WHAT THE TASK ASKS
Please write out the data exactly, line by line.

(Stored items)
━━━━

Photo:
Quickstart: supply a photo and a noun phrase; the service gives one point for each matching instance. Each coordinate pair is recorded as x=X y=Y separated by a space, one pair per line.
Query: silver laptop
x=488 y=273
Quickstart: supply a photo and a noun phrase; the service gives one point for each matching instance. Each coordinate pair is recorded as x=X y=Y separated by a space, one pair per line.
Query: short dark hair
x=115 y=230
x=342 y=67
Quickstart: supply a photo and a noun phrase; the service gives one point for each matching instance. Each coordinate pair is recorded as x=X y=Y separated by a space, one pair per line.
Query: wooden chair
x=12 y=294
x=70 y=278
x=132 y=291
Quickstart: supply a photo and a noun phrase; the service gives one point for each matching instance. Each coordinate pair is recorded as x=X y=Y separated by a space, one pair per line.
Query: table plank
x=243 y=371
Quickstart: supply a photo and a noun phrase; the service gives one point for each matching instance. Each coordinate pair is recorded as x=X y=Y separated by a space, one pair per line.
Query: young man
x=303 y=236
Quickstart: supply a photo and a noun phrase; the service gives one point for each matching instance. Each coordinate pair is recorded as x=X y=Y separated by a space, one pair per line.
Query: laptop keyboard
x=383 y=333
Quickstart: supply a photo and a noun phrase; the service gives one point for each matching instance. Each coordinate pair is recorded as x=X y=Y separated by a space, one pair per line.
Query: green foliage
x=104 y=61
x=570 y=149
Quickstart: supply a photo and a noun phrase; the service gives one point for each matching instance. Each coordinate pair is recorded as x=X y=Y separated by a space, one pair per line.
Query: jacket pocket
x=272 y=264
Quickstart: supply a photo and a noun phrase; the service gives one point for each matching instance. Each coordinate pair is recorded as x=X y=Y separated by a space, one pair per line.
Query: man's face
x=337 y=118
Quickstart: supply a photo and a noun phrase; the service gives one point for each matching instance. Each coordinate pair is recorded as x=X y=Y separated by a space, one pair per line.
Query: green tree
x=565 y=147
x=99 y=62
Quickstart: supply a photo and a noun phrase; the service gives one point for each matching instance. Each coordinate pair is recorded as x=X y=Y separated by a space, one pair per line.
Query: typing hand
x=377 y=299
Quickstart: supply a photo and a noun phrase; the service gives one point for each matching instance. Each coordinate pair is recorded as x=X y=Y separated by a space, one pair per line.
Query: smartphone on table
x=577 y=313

━━━━

ANSWER SPACE
Photo:
Quickstart: supply a photo and a noun phrase; the service gives one point for each matching instance. Each coordinate pair is recorded as x=X y=Y separated by a space, one pair per line.
Query: silver laptop
x=488 y=273
Quickstart: supply a photo and a noun phrase; the service gives one point for each matching instance. Each coordinate pair is recorded as x=X y=Y separated by a space, one pair per line.
Query: short dark hair
x=115 y=230
x=342 y=67
Quickstart: supply a photo and a noun phrase; the service gives one point for each matching instance. Each coordinate pair is recorded as x=X y=Y separated by a space, one pair per line.
Query: wooden chair
x=12 y=294
x=70 y=278
x=132 y=291
Quickstart: supply a photo and a noun phrase; the service gives one point for each matching instance. Each coordinate pair is recorded as x=X y=Y separated by a space, one pair per line.
Query: table plank
x=243 y=371
Quickstart: supply a photo and a noun phrase; the service gives one point for each matching instance. Each coordinate pair is recorded as x=X y=Y separated by a space, one pair per line.
Query: young man
x=303 y=236
Quickstart: supply a photo and a noun phrase; the service gives one point for each matching instance. Each coordinate pair is recorded as x=X y=Y separated by a space, one pair per line.
Query: laptop keyboard
x=383 y=333
Quickstart: supply a photo and a noun phrase; the service gives one point for each matching instance. Each coordinate pair is recorded as x=X y=Y separated by a space, one pair per line.
Query: green foliage
x=104 y=61
x=570 y=149
Quickstart: supply a photo and a noun phrase; the service gives one point for each matching instance. Each coordinate pair is recorded as x=X y=Y separated by a space, one pair per line.
Query: jacket pocket
x=272 y=264
Quickstart: supply a photo and a noun phrase; the service gives one point for each matching instance. Each coordinate pair is recorded as x=X y=Y separated by a space, one pair per line.
Query: man's face
x=337 y=118
Quickstart: supply a photo and a noun phrase; the service gives one point for each matching instance. Each coordinate pair is recorded as x=X y=Y separated by a space, one pair per line.
Query: green tree
x=565 y=147
x=99 y=62
Quickstart: supply a photo and a noun phrase; the service gives one point for each matching instance. Each coordinate pair is recorded as x=X y=Y separated by a space, one pair per line.
Query: typing hand
x=377 y=299
Quickstart: supply a photo and a noun phrase; the service gives one point for each matching instance. Each coordinate pair is recorded as x=X y=Y separated by a space, one pair per line.
Query: smartphone on table
x=577 y=313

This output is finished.